Update the lines below by replacing every occurrence of "keypoint" with "marker" and keeping the rest unchanged.

* **RECORDS FOR THIS EXERCISE**
--- Begin ---
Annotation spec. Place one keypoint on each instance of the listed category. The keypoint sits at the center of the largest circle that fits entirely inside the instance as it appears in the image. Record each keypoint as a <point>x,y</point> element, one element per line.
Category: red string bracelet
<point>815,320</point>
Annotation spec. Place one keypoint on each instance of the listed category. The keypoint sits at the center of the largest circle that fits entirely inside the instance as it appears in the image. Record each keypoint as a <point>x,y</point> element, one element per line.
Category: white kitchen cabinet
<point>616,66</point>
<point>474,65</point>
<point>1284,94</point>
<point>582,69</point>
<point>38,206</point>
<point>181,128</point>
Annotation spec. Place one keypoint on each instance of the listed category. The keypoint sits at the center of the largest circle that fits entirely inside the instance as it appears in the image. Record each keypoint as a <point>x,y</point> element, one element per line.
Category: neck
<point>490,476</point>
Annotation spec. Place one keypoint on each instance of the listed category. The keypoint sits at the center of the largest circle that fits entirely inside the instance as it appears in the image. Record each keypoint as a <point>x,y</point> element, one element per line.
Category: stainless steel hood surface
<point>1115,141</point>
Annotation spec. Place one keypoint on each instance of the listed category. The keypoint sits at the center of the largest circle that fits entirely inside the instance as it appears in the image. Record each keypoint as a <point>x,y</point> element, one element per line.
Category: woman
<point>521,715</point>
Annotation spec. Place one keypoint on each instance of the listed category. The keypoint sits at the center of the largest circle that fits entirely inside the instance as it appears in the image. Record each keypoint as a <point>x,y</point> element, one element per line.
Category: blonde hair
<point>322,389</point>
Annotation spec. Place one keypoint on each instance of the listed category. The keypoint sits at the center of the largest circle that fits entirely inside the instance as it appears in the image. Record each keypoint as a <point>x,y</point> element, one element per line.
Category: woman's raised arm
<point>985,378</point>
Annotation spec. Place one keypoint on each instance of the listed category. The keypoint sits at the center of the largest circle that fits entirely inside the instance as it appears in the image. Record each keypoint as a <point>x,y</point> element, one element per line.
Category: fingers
--- End ---
* **RESPONSE TO THE EXERCISE**
Annotation spec. Place one marker on each instance of the listed category. The marker sits at the center of the largest circle that fits entirely inside the instance as it appears in the image. Record each marker as a <point>x,y</point> element, one element per line.
Category: red string bracelet
<point>815,320</point>
Annotation spec. Place one marker on each instance of the listed category. The marker sits at the center of the largest circle that fits entirely inside the instance as it appears in the image. Record each marker as a <point>x,y</point> element, one element per line.
Category: white kitchen cabinet
<point>616,66</point>
<point>474,65</point>
<point>1284,94</point>
<point>582,69</point>
<point>38,206</point>
<point>181,128</point>
Annotation spec. Place one marker on each instance of the listed category. The marker sits at the center of the largest circle that fits entirely inside the instance as it appears in the image. Record each marker as a <point>x,y</point> element, one element per line.
Category: neck
<point>490,476</point>
Annotation spec. Place one marker on each instance of the listed category. The marker sits at the center of the largest circle that fits entirely inside the instance as it appears in the image. Record each marker as a <point>x,y</point> element, one element per line.
Category: stainless steel hood surface
<point>1115,141</point>
Annotation spec. Place one marker on each instance of the listed category. The marker sits at the center of the largest circle that fits entirely inside the instance as it appears in the image. Record each marker as a <point>x,y</point> element, one element per line.
Category: woman
<point>521,715</point>
Annotation spec. Place one marker on each instance of the listed category. The marker sits at the center of the largest circle that fits entirely inside the instance as it appears in the image. Record each marker as a <point>x,y</point> element, one element per line.
Category: blonde hair
<point>322,389</point>
Annotation spec. Place one marker on each instance of the listed category. The marker sits at the center of the largest circle that fits entirely inside the instance as it appears in the image. Record each marker as a <point>x,y</point> element, one element per line.
Category: woman's raised arm
<point>985,378</point>
Annotation spec. Place one marker on each instance of the listed category. The marker sits at the center of the largest circle that fits entirely inside the instance as it appears in the image. Record each marker as a <point>x,y</point> element, one element per line.
Category: fingers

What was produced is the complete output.